Work required |
Produce an exact copy of all the records.

Available data |
________________________________________

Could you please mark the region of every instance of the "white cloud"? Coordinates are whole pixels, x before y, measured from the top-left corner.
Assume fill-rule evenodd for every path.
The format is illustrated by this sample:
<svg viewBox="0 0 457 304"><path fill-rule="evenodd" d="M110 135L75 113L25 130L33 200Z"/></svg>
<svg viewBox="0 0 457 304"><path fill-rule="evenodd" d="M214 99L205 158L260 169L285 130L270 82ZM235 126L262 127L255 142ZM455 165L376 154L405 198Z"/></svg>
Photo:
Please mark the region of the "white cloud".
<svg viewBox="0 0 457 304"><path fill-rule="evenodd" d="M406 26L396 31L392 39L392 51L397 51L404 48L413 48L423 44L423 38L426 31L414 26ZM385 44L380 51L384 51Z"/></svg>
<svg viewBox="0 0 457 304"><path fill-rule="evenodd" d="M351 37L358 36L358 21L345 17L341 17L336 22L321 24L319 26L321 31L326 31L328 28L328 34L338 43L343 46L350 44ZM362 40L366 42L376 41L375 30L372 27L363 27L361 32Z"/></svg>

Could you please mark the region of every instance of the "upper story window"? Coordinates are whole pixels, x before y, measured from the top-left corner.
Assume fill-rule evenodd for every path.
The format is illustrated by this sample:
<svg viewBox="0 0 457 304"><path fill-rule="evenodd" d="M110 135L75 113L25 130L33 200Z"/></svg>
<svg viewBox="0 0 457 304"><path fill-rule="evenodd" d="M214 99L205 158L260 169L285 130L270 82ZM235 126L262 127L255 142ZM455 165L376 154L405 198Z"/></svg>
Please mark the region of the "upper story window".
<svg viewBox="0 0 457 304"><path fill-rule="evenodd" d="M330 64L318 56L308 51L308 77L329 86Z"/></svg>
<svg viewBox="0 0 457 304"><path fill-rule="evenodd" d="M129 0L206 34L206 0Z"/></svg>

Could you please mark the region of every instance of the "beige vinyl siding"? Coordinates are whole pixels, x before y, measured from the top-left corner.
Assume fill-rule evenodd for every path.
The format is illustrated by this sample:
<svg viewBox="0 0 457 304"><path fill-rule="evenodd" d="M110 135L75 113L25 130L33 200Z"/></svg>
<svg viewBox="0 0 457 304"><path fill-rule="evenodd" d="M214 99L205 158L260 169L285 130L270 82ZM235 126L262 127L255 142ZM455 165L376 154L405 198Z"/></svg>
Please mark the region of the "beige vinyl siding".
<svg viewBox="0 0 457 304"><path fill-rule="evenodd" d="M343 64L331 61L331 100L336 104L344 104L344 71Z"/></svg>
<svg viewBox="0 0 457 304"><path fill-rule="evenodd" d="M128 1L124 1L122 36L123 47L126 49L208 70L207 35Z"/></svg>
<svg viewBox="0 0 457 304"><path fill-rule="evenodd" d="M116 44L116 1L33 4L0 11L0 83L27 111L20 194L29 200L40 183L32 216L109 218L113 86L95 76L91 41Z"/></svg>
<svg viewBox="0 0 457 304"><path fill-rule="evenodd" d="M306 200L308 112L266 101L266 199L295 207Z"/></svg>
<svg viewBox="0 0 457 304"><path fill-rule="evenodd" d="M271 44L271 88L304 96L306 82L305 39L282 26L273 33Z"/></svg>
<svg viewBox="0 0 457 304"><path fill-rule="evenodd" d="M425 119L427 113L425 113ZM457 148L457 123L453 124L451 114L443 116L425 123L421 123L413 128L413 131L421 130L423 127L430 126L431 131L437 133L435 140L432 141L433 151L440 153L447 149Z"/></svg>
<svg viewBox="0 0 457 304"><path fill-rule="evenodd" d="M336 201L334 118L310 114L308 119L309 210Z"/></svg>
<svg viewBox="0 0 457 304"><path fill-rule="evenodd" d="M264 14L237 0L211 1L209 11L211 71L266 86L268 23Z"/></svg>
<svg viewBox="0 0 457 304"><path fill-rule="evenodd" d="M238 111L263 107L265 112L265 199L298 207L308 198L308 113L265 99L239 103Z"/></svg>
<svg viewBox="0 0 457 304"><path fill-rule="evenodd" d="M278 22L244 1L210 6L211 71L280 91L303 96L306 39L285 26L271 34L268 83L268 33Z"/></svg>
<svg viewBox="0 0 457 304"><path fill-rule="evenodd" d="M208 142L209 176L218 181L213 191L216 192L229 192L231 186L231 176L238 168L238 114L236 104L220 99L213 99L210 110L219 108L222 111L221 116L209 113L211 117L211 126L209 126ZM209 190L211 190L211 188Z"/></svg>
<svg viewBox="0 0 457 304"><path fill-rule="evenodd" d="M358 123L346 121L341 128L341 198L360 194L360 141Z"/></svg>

________________________________________

Solution below |
Could you please mark the region of every instance of the "white cloud"? Coordinates are whole pixels, x before y, measured from the top-left corner.
Assume fill-rule evenodd for every path.
The format is illustrated by this sample:
<svg viewBox="0 0 457 304"><path fill-rule="evenodd" d="M110 135L75 113L25 130L33 200Z"/></svg>
<svg viewBox="0 0 457 304"><path fill-rule="evenodd" d="M214 99L205 158L260 169L285 130L270 82ZM235 126L262 127L255 142ZM455 165L376 154L405 198Z"/></svg>
Photo:
Please mark the region of the "white cloud".
<svg viewBox="0 0 457 304"><path fill-rule="evenodd" d="M406 26L396 31L392 39L392 51L397 51L404 48L413 48L423 44L423 38L426 31L414 26ZM385 44L380 51L384 51Z"/></svg>
<svg viewBox="0 0 457 304"><path fill-rule="evenodd" d="M351 37L358 36L358 21L345 17L341 17L336 22L321 24L319 26L321 31L326 31L328 28L328 34L338 43L343 46L350 44ZM362 40L366 42L376 41L375 30L372 27L363 27L361 32Z"/></svg>

Could you please mark the region of every instance of the "upper story window"? Coordinates are whole pixels, x before y, measured from the top-left corner.
Assume fill-rule evenodd for every path.
The format is illustrated by this sample:
<svg viewBox="0 0 457 304"><path fill-rule="evenodd" d="M110 135L75 113L25 130L33 200Z"/></svg>
<svg viewBox="0 0 457 304"><path fill-rule="evenodd" d="M214 99L205 158L260 169L285 130L270 82ZM235 126L262 127L255 142ZM455 165L376 154L405 198Z"/></svg>
Please mark the region of the "upper story window".
<svg viewBox="0 0 457 304"><path fill-rule="evenodd" d="M330 64L318 56L308 51L308 77L329 86Z"/></svg>
<svg viewBox="0 0 457 304"><path fill-rule="evenodd" d="M129 0L206 34L206 0Z"/></svg>

Could you please mark the region of every instance of the "beige vinyl siding"? Coordinates are whole pixels, x before y, measured from the top-left corner.
Assume fill-rule evenodd for every path.
The format is illustrated by this sample:
<svg viewBox="0 0 457 304"><path fill-rule="evenodd" d="M110 135L75 113L25 130L33 200Z"/></svg>
<svg viewBox="0 0 457 304"><path fill-rule="evenodd" d="M214 99L205 158L260 169L285 130L270 82ZM235 126L262 127L255 142ZM455 165L376 154L405 198Z"/></svg>
Please mark the region of the "beige vinyl siding".
<svg viewBox="0 0 457 304"><path fill-rule="evenodd" d="M343 64L331 61L331 100L336 104L344 104L344 71Z"/></svg>
<svg viewBox="0 0 457 304"><path fill-rule="evenodd" d="M128 1L124 1L122 36L123 47L126 49L208 70L207 35Z"/></svg>
<svg viewBox="0 0 457 304"><path fill-rule="evenodd" d="M116 44L116 1L33 4L0 11L0 83L27 111L20 194L29 200L40 183L32 216L109 218L113 86L95 76L91 41Z"/></svg>
<svg viewBox="0 0 457 304"><path fill-rule="evenodd" d="M306 200L308 112L266 101L266 199L295 207Z"/></svg>
<svg viewBox="0 0 457 304"><path fill-rule="evenodd" d="M271 44L271 88L304 96L306 82L305 39L282 26L273 33Z"/></svg>
<svg viewBox="0 0 457 304"><path fill-rule="evenodd" d="M425 119L427 113L425 113ZM457 148L457 123L453 124L451 114L443 116L425 123L421 123L413 128L413 131L421 130L423 127L430 126L431 131L437 133L435 140L432 141L433 151L440 153L447 149Z"/></svg>
<svg viewBox="0 0 457 304"><path fill-rule="evenodd" d="M336 201L334 118L310 114L308 119L309 210Z"/></svg>
<svg viewBox="0 0 457 304"><path fill-rule="evenodd" d="M264 14L237 0L211 1L209 11L211 71L266 86L268 23Z"/></svg>
<svg viewBox="0 0 457 304"><path fill-rule="evenodd" d="M238 111L263 107L265 112L265 199L298 207L308 198L308 113L265 99L239 103Z"/></svg>
<svg viewBox="0 0 457 304"><path fill-rule="evenodd" d="M278 22L244 1L210 6L211 71L280 91L303 96L306 39L285 26L271 34L268 83L268 33Z"/></svg>
<svg viewBox="0 0 457 304"><path fill-rule="evenodd" d="M208 142L209 176L218 181L213 191L216 192L229 192L231 186L231 176L238 168L238 114L236 104L220 99L213 99L210 110L219 108L222 111L221 116L209 113L211 117L211 126L209 126ZM209 190L211 190L211 188Z"/></svg>
<svg viewBox="0 0 457 304"><path fill-rule="evenodd" d="M358 123L346 121L341 128L341 198L360 194L360 141Z"/></svg>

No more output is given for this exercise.